本文抜粋:
- - -
スミ入れした部分が乾燥したら、タミヤの「X-20」といったエナメル塗料の溶剤ではみ出した塗料を拭き取ろう。綿棒を使うとやりやすい。こすり過ぎるとスプレーで塗装した地の色にも影響してしまう。そのため強い力を加えずに、そっとスミだけを吸い取るようにしよう。
満足いく調整ができたら、塗料が完全に乾くまで一晩寝かせよう。改めて確認して問題がなければ塗装は完了だ。
最後に、パーツを車両に取り付けよう。分解する前に撮影した写真を参考に、逆の手順で元に戻す。写真だけでなく、模型の説明書や箱に載っている車両のイラストも手がかりにできるだろう。傷をつけないよう、力加減に注意しよう。
もしもう一つ同じ車両を持っているなら、塗装した車両と見比べてみよう。プラの成形色そのままから、少し塗装を施しただけで印象は大きく変わった。さらにメッシュ部分へのスミ入れで実車に近い立体感を出せている。このように小さなクーラーを塗装しただけで、実車の印象により近づいた。では次は他のパーツも塗装したらどうなるのだろう……とさらに欲も出てくることだろう。
- - -
提供資料:
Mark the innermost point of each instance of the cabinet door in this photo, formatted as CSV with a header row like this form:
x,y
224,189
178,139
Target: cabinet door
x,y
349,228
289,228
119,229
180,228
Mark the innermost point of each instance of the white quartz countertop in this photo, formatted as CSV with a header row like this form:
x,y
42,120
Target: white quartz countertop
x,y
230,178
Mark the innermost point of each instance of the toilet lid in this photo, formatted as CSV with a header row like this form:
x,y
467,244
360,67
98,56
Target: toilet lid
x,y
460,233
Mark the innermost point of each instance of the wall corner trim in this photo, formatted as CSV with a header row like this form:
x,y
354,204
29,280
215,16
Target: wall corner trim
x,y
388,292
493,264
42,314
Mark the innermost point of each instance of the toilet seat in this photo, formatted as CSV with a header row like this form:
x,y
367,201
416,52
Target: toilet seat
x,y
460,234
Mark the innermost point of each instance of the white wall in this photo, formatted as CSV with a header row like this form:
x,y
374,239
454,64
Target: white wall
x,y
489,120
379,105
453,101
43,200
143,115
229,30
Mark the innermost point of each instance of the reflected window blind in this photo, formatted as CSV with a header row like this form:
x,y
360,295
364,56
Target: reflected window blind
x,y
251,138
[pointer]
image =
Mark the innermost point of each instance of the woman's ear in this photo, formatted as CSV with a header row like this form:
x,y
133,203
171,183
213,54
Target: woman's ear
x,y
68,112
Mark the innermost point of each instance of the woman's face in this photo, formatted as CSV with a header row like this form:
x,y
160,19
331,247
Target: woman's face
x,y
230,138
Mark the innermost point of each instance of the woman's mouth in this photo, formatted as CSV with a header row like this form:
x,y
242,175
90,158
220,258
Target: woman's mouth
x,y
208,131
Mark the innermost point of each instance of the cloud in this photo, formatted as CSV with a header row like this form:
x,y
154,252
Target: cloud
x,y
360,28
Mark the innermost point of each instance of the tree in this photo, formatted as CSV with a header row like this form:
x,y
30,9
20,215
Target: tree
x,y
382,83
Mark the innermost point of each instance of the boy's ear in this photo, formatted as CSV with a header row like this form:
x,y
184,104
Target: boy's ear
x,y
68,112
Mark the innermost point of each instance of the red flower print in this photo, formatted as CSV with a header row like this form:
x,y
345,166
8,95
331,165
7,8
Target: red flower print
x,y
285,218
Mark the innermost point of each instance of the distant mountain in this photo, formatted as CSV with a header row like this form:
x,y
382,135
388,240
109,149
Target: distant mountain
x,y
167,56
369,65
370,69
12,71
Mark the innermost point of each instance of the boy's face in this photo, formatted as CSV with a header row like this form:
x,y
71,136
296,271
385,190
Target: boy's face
- - -
課題一覧:
1. 模型の塗装についての本文では、スミ入れではみ出した塗料を拭き取る溶剤としてどの製品が例に挙げられているか、答えよ。
2. 模型の塗装についての本文を、最後の文の後から書き継げ。

解答例:
1. タミヤの「X-20」といったエナメル塗料の溶剤が挙げられている。

2.
塗装というと大変そうに感じてしまう。しかし、今回の記事のように一部分のパーツだけならそう難しくない。それによって車両の印象を変えられて、さらに愛着も増すはずだ。休みの日に少しずつ手を入れて、本当の意味で自分だけのコレクションにしてみよう。
鉄道車両への塗装は、ゲーム「A列車で行こう」でも楽しめる。「A列車で行こう はじまる観光計画」「A列車で行こう9 トレインコンストラクション」では、多彩な車両素体に、パーツの取り付けや塗装を施して自由に車両をつくれるのだ。走らせたい街に似合うオリジナル車両のデザインや、実存する車両の再現など、楽しみ方は無限大だ。
さらに鉄道模型で持っている車両をA列車で行こうで再現、反対にA列車で行こうでつくった鉄道車両を鉄道模型で再現してみても楽しいはずだ。相乗効果で鉄道趣味をより深めていこう。
A列車で行こう ひろがる観光ライン
Nintendo Switch / Windows (Steam)
A列車で行こう9 トレインコンストラクション
Windows (Steam)
掲載日:2025年7月11日
提供:A列車で行こうポータルサイト「A列車jp」(https://www.atrain.jp/)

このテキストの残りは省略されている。